Cost-effectiveness

 
 
By Don Reisinger  |  Posted 2009-07-09 Email Print this article Print
 
 
 
 
 
 
 





What's better than a free operating system? Right now, Windows is costing the enterprise some big money. And although it's a necessary cost of doing business, if Chrome OS eventually becomes business-friendly, it's conceivable that the operating system could significantly reduce the cost of running a network. Faced with that proposition, most companies would be willing to forgo better support if it means a robust operating system that won't cost them a dime. It could totally change the way companies make buying decisions. And it might mean a seismic shift both in the software space and in the hardware market.

A trip to the cloud, anyone?

One of the most important facets of Chrome OS is that it's in the cloud. So, instead of forcing employees to work locally and replicate changes they've made to client data to the server, they can instead work online and have their progress constantly updated for everyone to see. That's a major advancement for the business world. 

Accounting firms are notorious for this. Instead of simply working in the cloud where it would be far easier to keep client progress updated, most firms have employees working locally. At the end of the day or at given time intervals, they have the option of replicating all their progress back to the server. If more than one employee is working on the same client, it can cause replication errors. When that happens, both employees will need to sort out the trouble before they can move on. With work in the cloud, it prevents those replication errors and makes for a more productive work environment.

* **What this task involves**
Reproduce the passage of the Chrome OS article starting with "Accounting firms are" and going on through "productive work environment.", word for word.

* **Dataset**
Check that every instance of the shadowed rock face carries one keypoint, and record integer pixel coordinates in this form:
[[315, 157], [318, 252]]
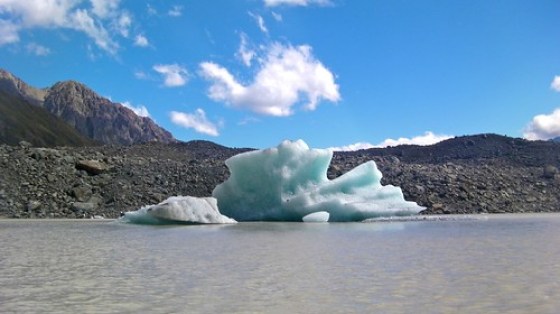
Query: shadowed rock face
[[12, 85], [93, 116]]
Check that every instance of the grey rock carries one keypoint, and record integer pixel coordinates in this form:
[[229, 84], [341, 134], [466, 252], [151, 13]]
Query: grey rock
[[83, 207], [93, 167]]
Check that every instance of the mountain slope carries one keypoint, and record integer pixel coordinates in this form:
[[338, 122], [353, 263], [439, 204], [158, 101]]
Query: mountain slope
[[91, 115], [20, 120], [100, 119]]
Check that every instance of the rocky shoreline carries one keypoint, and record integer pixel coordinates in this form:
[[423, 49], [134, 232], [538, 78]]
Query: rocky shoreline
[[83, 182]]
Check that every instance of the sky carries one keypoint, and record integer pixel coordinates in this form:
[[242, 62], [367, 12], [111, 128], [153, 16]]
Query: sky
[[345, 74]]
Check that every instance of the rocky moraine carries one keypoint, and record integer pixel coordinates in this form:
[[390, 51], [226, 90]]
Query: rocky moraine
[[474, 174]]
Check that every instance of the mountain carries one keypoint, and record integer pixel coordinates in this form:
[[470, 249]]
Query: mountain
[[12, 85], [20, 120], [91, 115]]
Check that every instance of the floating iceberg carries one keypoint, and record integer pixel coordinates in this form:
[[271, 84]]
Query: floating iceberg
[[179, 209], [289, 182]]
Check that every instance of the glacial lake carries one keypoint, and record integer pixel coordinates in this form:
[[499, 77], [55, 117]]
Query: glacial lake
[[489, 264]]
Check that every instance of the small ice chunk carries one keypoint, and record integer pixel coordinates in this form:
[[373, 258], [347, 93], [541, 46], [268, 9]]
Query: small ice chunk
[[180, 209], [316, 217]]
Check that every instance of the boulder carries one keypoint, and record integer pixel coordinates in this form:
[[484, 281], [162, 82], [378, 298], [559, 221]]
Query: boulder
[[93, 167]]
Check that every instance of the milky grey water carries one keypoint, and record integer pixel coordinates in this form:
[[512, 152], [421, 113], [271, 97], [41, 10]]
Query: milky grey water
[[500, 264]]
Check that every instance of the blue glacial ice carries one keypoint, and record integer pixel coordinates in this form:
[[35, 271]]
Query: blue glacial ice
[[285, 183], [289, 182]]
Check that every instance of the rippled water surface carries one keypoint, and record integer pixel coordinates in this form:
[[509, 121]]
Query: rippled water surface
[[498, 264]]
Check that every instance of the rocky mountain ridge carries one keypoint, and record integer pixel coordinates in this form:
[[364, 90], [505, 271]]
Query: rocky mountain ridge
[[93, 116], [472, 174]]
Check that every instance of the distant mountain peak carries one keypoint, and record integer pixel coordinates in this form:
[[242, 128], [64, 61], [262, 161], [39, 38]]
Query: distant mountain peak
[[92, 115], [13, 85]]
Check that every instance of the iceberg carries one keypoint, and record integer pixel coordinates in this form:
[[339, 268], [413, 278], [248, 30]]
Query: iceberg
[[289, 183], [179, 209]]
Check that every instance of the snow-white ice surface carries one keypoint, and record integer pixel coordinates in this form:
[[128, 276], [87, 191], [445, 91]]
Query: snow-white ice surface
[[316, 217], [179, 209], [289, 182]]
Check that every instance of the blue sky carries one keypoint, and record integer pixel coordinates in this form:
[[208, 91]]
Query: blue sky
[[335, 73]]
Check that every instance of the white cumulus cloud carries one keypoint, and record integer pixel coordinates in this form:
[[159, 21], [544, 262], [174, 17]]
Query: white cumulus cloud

* **Task answer**
Accounting firms are notorious for this. Instead of simply working in the cloud where it would be far easier to keep client progress updated, most firms have employees working locally. At the end of the day or at given time intervals, they have the option of replicating all their progress back to the server. If more than one employee is working on the same client, it can cause replication errors. When that happens, both employees will need to sort out the trouble before they can move on. With work in the cloud, it prevents those replication errors and makes for a more productive work environment.